| Document excerpt |
________________________________________

The superior court also approved Pebble's requests for depositions and disclosures from Alaska Conservation Foundation and Trustees for Alaska. The order required Alaska Conservation Foundation and Trustees for Alaska to produce full and complete responses during depositions regarding sources and terms of any grants for the litigation, identification of donors and all other funding sources for the litigation, and communications between Trustees for Alaska and Alaska Conservation Foundation regarding the litigation. Alaska Conservation Foundation and Trustees for Alaska also were ordered to produce or disclose information relating to fundraising, funding for the litigation, donors, grants, and written correspondence with donors for the lawsuit. Alaska Conservation Foundation was ordered to identify fishers or local businesses involved in its Bristol Bay Fisheries and Watershed Protection Campaign.
E. Applications For Relief And Petition for Review
Alaska Conservation Foundation filed an original application for relief in this court, seeking to reverse the superior court's third-party discovery order. First, it argued that AS 09.60.010 does not authorize discovery into the economic motivations or finances of third-party funders of constitutional litigation. Second, it argued that even if the statute generally allows a court to compel discovery from third parties, the discovery order in this case violated constitutional associational rights.
Trustees for Alaska also filed an original application for relief in this court, seeking the same relief and arguing that AS 09.60.010 does not authorize discovery from non-parties to litigation. Trustees for Alaska further argued that the discovery order violated constitutional rights to free association and privacy and improperly compelled disclosure of attorney work product.
Nunamta Aulukestai and the individuals filed a petition for review, asking us to vacate the discovery order. They contested the superior court's decision to allow discovery on the economic incentive issue "despite the absence of any plausible direct economic benefit to [the] claimants." They argued that the injunctive and declaratory relief sought in the litigation could not confer an economic benefit to the named plaintiffs or any third parties. They also claimed that the superior court lacked authority to allow discovery from third parties unless there was a showing that those third parties controlled the claimant or were the "[r]eal part[ies] in [i]nterest."
We granted the original applications for relief and the petition for review and consolidated the cases for oral argument and decision. We held oral argument in this matter and in the related appeal regarding the underlying litigation's merits on the same day. In a separate decision issued today, we reversed the superior court's decision in favor of the State and Pebble and remanded for entry of declaratory relief in favor of Nunamta Aulukestai and the individuals on their constitutional claim. On remand Nunamta Aulukestai and the individuals will be the prevailing parties, and under AS 09.60.010(c)(1) they will be entitled to an award of attorney's fees and costs so long as they "did not have sufficient economic incentive to bring the suit, regardless of the constitutional claims involved." Thus, absent the illogical notion that "sufficient economic incentive" means something different with respect to the statutory affirmative award of attorney's fees and costs than it would with respect to the statutory protection from an adverse award of attorney's fees, the question presented remains alive.

________________________________________

| Data extract |
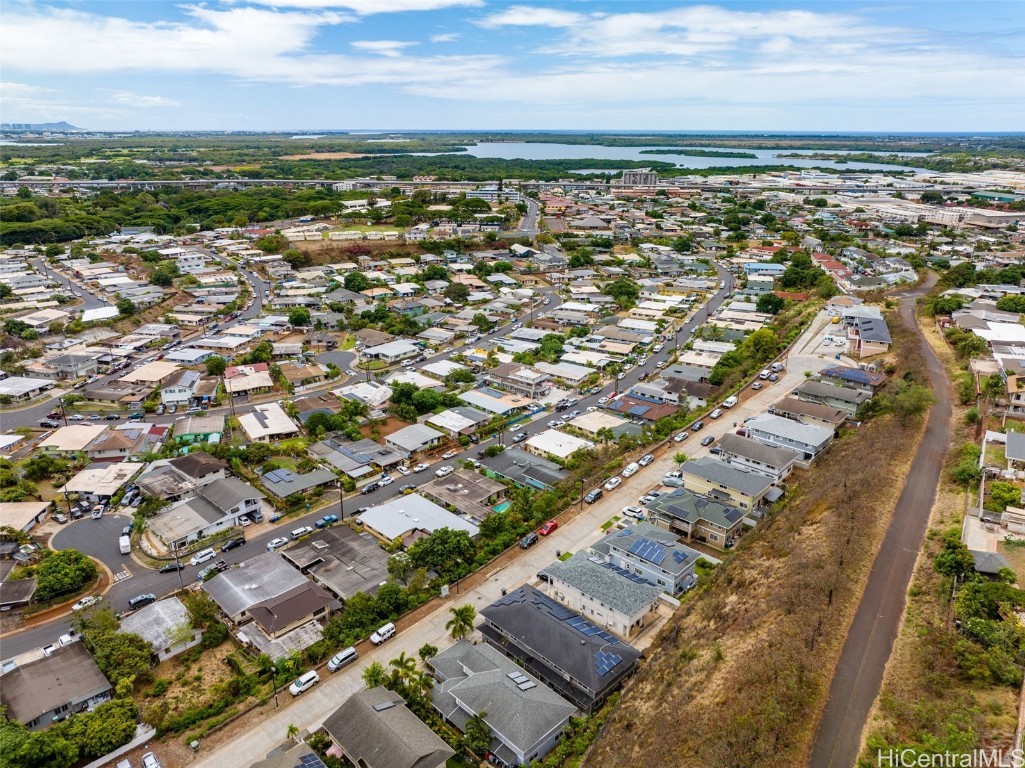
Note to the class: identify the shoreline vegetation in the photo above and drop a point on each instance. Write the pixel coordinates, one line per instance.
(702, 153)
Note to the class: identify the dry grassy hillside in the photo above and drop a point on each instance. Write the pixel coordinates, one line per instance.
(739, 676)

________________________________________

| What you will do |
• a. Answer these questions from the court opinion excerpt on the discovery order:
(i) Whom was Alaska Conservation Foundation ordered to identify in connection with its Bristol Bay Fisheries and Watershed Protection Campaign?
(ii) Apart from violating rights to free association and privacy, what did Trustees for Alaska argue the discovery order improperly compelled the disclosure of?
(iii) Under which statutory provision will Nunamta Aulukestai and the individuals be entitled to an award of attorney's fees and costs on remand?
• b. Write the next part of the court opinion excerpt on the discovery order, continuing from its last sentence.

| Answers per task |
• a.
(i) Fishers or local businesses involved in the campaign.
(ii) Attorney work product.
(iii) AS 09.60.010(c)(1).

• b.
III. STANDARD OF REVIEW
Interpretation of AS 09.60.010 is a question of law to which we apply our independent judgment. When interpreting statutes, "[w]e look to 'the meaning of the language, the legislative history, and the purpose of the statute in question' " and "adopt 'the rule of law that is most persuasive in light of precedent, reason, and policy.' "
A. Alaska Statute 09.60.010 Adopted Our Common Law Public Interest Litigation Meaning Of "Sufficient Economic Incentive."
1. The public interest litigation exception to Alaska Civil Rule 82
Civil Rule 82 generally entitles a prevailing party to an attorney's fees award from the opposing party  But in Gilbert v. State we recognized an exception for public interest litigation, concluding that an adverse attorney's fees award in a case raising important matters of public interest was against public policy  Three years later in Anchorage v. McCabe we expanded the public interest litigation doctrine to include awards of full reasonable attorney's fees to successful parties raising important matters of public interest, adopting a three-part test to determine whether a party qualified as a public interest litigant  The test required that the litigation: (1) effectuate strong public policies; (2) provide benefits to numerous people if successful; and (3) be capable of initiation only by a private party  We noted that the public interest exception to Rule 82 was judicially "designed to encourage plaintiffs to bring issues of public interest to the courts" without risk of adverse attorney's fees awards if they lost. In a dissenting opinion Justice Boochever argued for the inclusion of a fourth prong to the public interest litigant test, to consider the economic interests of the party invoking the public interest exception to Rule 82. He stated that "[w]here the sums at stake in the controversy are sufficiently large to prompt suit regardless of the public interest, an award of attorney's fees against the losing party has been found reasonable." He argued that in cases involving potential financial gain there was no need to remove the potential for an adverse attorney's fees award.
In Kenai Lumber Co. v. LeResche we adopted the core concept of Justice Boochever's McCabe dissent by requiring that litigants demonstrate a lack of economic incentive to bring the litigation before attaining public interest litigant status. In that case a timber company challenged the State's timber contract with a competing company. The superior court ruled in favor of the State and the competing company, upholding the challenged contract and awarding attorney's fees to the competing company. The timber company appealed, claiming that it satisfied the three-part public interest test because challenging allegedly invalid State contracts was in the public interest  We affirmed the superior court's award of attorney's fees against the timber company, noting that although it satisfied the three-prong test, courts must consider a fourth prong to prevent abuses of the public interest litigation doctrine: whether the litigant had sufficient economic incentive for bringing suit. We reasoned that a claimant with sufficient economic incentive to bring a lawsuit is "less apt than a party lacking this incentive to be deterred from bringing a good faith claim by the prospect of an adverse award of attorney's fees." We concluded that because the timber company "was seeking a continuing source of timber to process in its mill, the [superior] court could have concluded that it had sufficient economic reasons to challenge the [contract] amendment regardless of the grounds for the challenge."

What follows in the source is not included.